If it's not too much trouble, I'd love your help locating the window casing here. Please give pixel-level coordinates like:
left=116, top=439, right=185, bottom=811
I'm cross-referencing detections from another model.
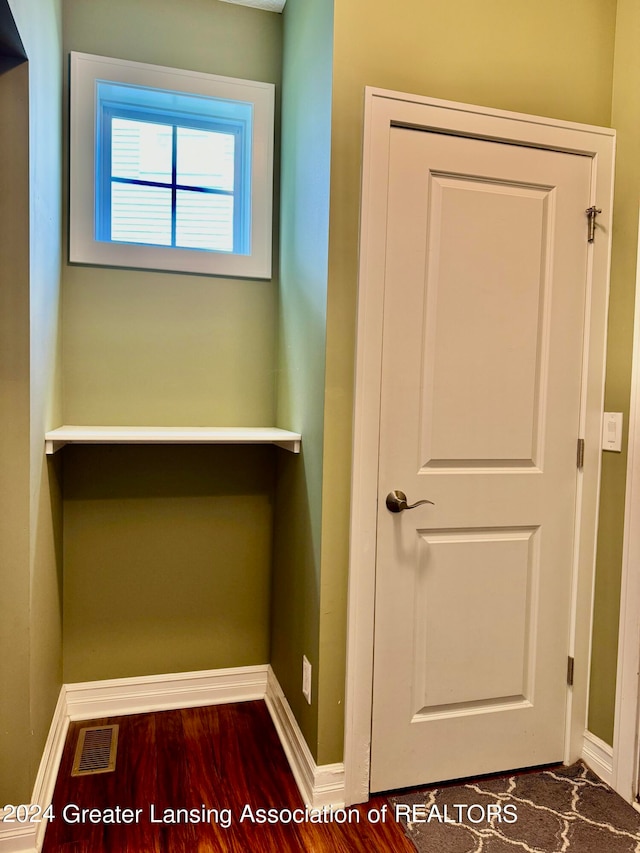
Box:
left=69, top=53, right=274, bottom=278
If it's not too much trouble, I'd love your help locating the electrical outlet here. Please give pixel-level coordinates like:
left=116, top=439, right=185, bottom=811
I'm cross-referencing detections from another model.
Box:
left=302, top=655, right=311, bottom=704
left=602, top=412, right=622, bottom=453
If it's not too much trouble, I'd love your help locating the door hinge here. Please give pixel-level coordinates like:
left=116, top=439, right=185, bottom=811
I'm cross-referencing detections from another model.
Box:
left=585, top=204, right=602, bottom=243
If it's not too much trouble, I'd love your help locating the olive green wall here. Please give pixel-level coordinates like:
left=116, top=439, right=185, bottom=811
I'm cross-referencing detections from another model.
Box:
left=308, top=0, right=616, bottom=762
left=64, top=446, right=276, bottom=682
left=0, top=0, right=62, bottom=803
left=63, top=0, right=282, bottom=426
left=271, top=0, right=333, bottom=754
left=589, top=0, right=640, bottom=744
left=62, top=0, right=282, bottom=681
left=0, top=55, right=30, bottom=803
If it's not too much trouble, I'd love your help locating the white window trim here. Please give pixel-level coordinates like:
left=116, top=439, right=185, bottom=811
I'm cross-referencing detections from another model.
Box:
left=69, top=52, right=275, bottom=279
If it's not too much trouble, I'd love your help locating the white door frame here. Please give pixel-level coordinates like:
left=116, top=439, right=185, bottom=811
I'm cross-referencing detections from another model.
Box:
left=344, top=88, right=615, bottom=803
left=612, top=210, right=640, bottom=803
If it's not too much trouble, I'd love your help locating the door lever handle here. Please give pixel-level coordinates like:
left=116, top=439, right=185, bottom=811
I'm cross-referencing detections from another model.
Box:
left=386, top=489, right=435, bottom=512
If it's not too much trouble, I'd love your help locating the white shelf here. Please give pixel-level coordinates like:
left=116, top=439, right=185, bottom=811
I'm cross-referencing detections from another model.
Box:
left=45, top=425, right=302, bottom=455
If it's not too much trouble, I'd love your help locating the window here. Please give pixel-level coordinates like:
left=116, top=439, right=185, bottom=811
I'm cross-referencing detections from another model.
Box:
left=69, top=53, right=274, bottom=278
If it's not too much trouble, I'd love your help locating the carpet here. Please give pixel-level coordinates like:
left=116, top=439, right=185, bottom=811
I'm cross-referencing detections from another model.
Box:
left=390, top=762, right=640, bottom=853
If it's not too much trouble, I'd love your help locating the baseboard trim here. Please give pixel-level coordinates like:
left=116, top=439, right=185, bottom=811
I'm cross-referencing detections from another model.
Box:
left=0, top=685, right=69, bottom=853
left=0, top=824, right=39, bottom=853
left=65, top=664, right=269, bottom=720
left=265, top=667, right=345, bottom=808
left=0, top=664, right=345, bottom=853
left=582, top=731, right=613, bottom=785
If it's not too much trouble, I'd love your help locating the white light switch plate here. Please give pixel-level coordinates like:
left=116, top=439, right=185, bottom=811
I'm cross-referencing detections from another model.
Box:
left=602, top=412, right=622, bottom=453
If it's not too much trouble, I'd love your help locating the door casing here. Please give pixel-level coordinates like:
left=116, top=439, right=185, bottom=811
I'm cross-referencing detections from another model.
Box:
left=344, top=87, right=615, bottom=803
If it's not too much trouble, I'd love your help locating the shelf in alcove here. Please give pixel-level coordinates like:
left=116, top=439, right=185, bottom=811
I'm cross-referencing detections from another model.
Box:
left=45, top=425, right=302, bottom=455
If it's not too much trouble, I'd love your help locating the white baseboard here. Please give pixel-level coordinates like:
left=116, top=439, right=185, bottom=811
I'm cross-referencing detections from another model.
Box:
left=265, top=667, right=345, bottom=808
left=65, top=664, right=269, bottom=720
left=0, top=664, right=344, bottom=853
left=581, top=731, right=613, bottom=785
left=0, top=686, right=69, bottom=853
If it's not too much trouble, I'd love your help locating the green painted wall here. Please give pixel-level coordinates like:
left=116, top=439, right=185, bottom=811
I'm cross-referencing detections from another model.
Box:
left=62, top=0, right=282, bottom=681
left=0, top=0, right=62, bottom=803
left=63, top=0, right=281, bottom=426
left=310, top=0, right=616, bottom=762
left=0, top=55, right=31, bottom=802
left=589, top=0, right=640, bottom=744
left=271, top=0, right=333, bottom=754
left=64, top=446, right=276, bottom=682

---*---

Please output all the records above as a JSON list of strings, with one string per line, no blank lines, and the pictures left out.

[
  "If it's not too much trouble, I'd love your help locating the window casing here. Please give pixel-level coordinates like:",
  "left=116, top=439, right=185, bottom=811",
  "I'm cross-referencing detections from another model.",
  "Box:",
  "left=69, top=53, right=274, bottom=278",
  "If it's not too much trouble, I'd love your help locating the electrical outlet here. Please give pixel-level coordinates like:",
  "left=116, top=439, right=185, bottom=811",
  "I'm cross-referencing detections from another model.",
  "Box:",
  "left=302, top=655, right=311, bottom=704",
  "left=602, top=412, right=622, bottom=453",
  "If it's not too much trouble, I'd love your help locating the door hinge here. Please give pixel-level coordinates like:",
  "left=116, top=439, right=185, bottom=811",
  "I'm cross-referencing detections from another model.",
  "Box:",
  "left=585, top=204, right=602, bottom=243",
  "If it's not too much trouble, I'd love your help locating the olive green wall here. Please give pixel-level coordinates like:",
  "left=116, top=439, right=185, bottom=811",
  "I'm cross-referencing detections from another model.",
  "Box:",
  "left=308, top=0, right=616, bottom=762",
  "left=64, top=446, right=276, bottom=682",
  "left=0, top=0, right=62, bottom=803",
  "left=63, top=0, right=282, bottom=426",
  "left=271, top=0, right=333, bottom=754",
  "left=589, top=0, right=640, bottom=744",
  "left=62, top=0, right=282, bottom=681",
  "left=0, top=55, right=30, bottom=803",
  "If it's not too much trouble, I'd love your help locating the white window trim here. Please give pixel-level coordinates like:",
  "left=116, top=439, right=185, bottom=811",
  "I'm cross-referencing detections from another model.",
  "Box:",
  "left=69, top=52, right=275, bottom=279",
  "If it's not too much trouble, I'd love your help locating the white door frame here. Please give pixel-level coordinates like:",
  "left=116, top=439, right=185, bottom=811",
  "I'm cross-referencing detections from another model.",
  "Box:",
  "left=344, top=88, right=615, bottom=803",
  "left=612, top=210, right=640, bottom=803",
  "If it's not too much trouble, I'd love your help locating the door lever handle here. Please give pixel-level coordinates like:",
  "left=116, top=439, right=185, bottom=811",
  "I'm cross-referencing detections from another model.",
  "Box:",
  "left=386, top=489, right=435, bottom=512",
  "If it's not too much trouble, I'd love your help locating the white shelf here. Please give pixel-level coordinates like:",
  "left=116, top=439, right=185, bottom=811",
  "I'm cross-referencing detections from another model.",
  "Box:",
  "left=45, top=425, right=302, bottom=455",
  "If it's not too much trouble, I'd love your help locating the window here. Please give pixel-level coordinates like:",
  "left=116, top=439, right=185, bottom=811",
  "I'm cross-referencing detections from another model.",
  "Box:",
  "left=69, top=53, right=274, bottom=278",
  "If it's not too much trouble, I'd love your help locating the carpet here. Please give pixel-level coordinates like:",
  "left=116, top=439, right=185, bottom=811",
  "I'm cross-referencing detections from another model.",
  "Box:",
  "left=390, top=762, right=640, bottom=853",
  "If it's not too much trouble, I'd love your help locating the baseboard trim here. Please give pixel-level coordinates like:",
  "left=116, top=439, right=185, bottom=811",
  "I'm cross-referencing detections from another model.",
  "Box:",
  "left=0, top=685, right=69, bottom=853",
  "left=0, top=824, right=39, bottom=853",
  "left=65, top=664, right=269, bottom=720",
  "left=265, top=667, right=345, bottom=808",
  "left=0, top=664, right=345, bottom=853",
  "left=582, top=731, right=613, bottom=785",
  "If it's not too much trouble, I'd love your help locating the white light switch plate here. Please give pixel-level coordinates like:",
  "left=116, top=439, right=185, bottom=811",
  "I'm cross-referencing detections from another model.",
  "Box:",
  "left=602, top=412, right=622, bottom=453",
  "If it's not too much trouble, I'd love your help locating the door casing here. Please give pixel-level coordinates like:",
  "left=116, top=439, right=185, bottom=811",
  "I'm cross-referencing detections from another model.",
  "Box:",
  "left=344, top=87, right=615, bottom=803",
  "If it's not too much trouble, I'd love your help locating the shelf in alcove here. Please give pixel-level coordinates like:",
  "left=116, top=439, right=185, bottom=811",
  "I'm cross-referencing detections from another model.",
  "Box:",
  "left=45, top=425, right=302, bottom=455",
  "If it's not too much trouble, I'd love your help locating the white baseboard here. Please give pixel-level coordinates like:",
  "left=116, top=439, right=185, bottom=811",
  "I'm cross-referencing detections from another model.",
  "Box:",
  "left=265, top=667, right=345, bottom=808",
  "left=65, top=664, right=269, bottom=720",
  "left=0, top=664, right=344, bottom=853",
  "left=581, top=731, right=613, bottom=785",
  "left=0, top=686, right=69, bottom=853",
  "If it's not too much trouble, I'd love your help locating the green painted wall here. Please give pixel-level coordinates like:",
  "left=116, top=439, right=185, bottom=811",
  "I'm cross-referencing detections from another model.",
  "Box:",
  "left=62, top=0, right=282, bottom=681",
  "left=0, top=0, right=62, bottom=803",
  "left=63, top=0, right=281, bottom=426",
  "left=310, top=0, right=616, bottom=762",
  "left=0, top=55, right=31, bottom=802",
  "left=589, top=0, right=640, bottom=744",
  "left=271, top=0, right=333, bottom=754",
  "left=64, top=446, right=276, bottom=682"
]